- _What you are asked to do_
Give back each line of the data exactly.

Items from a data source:

======

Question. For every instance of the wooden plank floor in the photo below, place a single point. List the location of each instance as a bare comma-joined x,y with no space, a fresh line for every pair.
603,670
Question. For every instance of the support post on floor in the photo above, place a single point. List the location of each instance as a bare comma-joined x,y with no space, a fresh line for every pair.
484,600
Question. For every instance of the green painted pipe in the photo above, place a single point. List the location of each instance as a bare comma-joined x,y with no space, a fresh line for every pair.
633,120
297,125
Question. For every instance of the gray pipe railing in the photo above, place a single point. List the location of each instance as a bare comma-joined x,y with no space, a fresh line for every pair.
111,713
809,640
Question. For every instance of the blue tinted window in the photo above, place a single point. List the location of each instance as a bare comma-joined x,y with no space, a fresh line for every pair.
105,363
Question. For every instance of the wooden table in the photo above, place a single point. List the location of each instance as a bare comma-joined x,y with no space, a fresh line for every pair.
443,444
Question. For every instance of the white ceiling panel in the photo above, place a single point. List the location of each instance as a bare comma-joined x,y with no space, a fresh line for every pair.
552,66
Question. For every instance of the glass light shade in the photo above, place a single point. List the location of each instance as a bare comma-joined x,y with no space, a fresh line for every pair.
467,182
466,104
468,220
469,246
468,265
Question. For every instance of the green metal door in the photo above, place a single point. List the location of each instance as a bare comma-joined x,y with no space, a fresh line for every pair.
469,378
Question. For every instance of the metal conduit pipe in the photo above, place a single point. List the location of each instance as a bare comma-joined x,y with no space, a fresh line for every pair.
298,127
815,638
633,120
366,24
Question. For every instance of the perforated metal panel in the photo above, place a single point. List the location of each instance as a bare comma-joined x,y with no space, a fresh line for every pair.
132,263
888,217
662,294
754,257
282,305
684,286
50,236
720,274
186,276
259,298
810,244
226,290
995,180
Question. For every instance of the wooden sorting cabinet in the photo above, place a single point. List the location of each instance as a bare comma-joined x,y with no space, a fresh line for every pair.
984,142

======

- _Task output_
Question. For every instance of the wooden plank floor in the photo below, place a single point. List the location of each instance as a bare comma-joined x,y with no space, a fresh line for every pair.
603,670
Question. For every instance of the support post on floor in the photo above, place a single point. List the location of each instance as a bare comma-joined x,y with no space, a fresh line for every pair.
484,600
Question. For every instance of the green painted pipe in the photo above, place a single point. List the location of each instance as a bare comma-joined x,y with no space, a fresh line for every pair.
633,120
297,125
Question. For every instance of the gray pipe railing in the photo above, place a single point. List the location of each instance as a bare comma-joined x,y with no space, a fresh line for every pair.
111,713
809,640
Question. For every instance of the blue tinted window in the photo above, place a single point. List the location of each instance as a bare comma-joined x,y with no space, a fresh line for every pair.
105,363
Question. For every instance of the wooden table in the photo above, place a single point. List the location of each instance as a bare comma-joined x,y with no space, a fresh line for every pair.
443,444
Question. For every instance of the white ceiling panel in the photo above, place a single point. List the location of each instance as a bare comma-joined x,y with no space, a fresh line for every pair.
552,66
Question. For every instance of the glass light shade in the photo above, place a single point. List the location of each instance as a bare comma-joined x,y with no space, a fresh line for every pair.
467,182
466,104
468,220
469,246
468,265
Question. For every instance of the green metal door in the photo above, place a single point. List the location of each instance as a bare comma-joined x,y with no space, a fresh line for every pair.
469,378
Question. For every instance of the metal conduit pipe in the photo above, place a single point. List the location of each instance as a bare comma-joined x,y with no space, a fresh line for every pair.
298,127
815,638
633,120
366,24
Question. For every instance of the perforated metal panel in the photo above, place a single point. List the location of each instance as a bare comma-joined x,y with no space, a fresh line for every pair.
132,263
888,217
662,294
754,257
282,305
684,286
50,236
720,274
186,276
259,298
810,244
226,290
995,180
Question. For every instance of the wooden sorting cabinet in the photo above, place a single point. List the location of each instance as a bare comma-joined x,y with no space, a fresh line for every pair.
984,142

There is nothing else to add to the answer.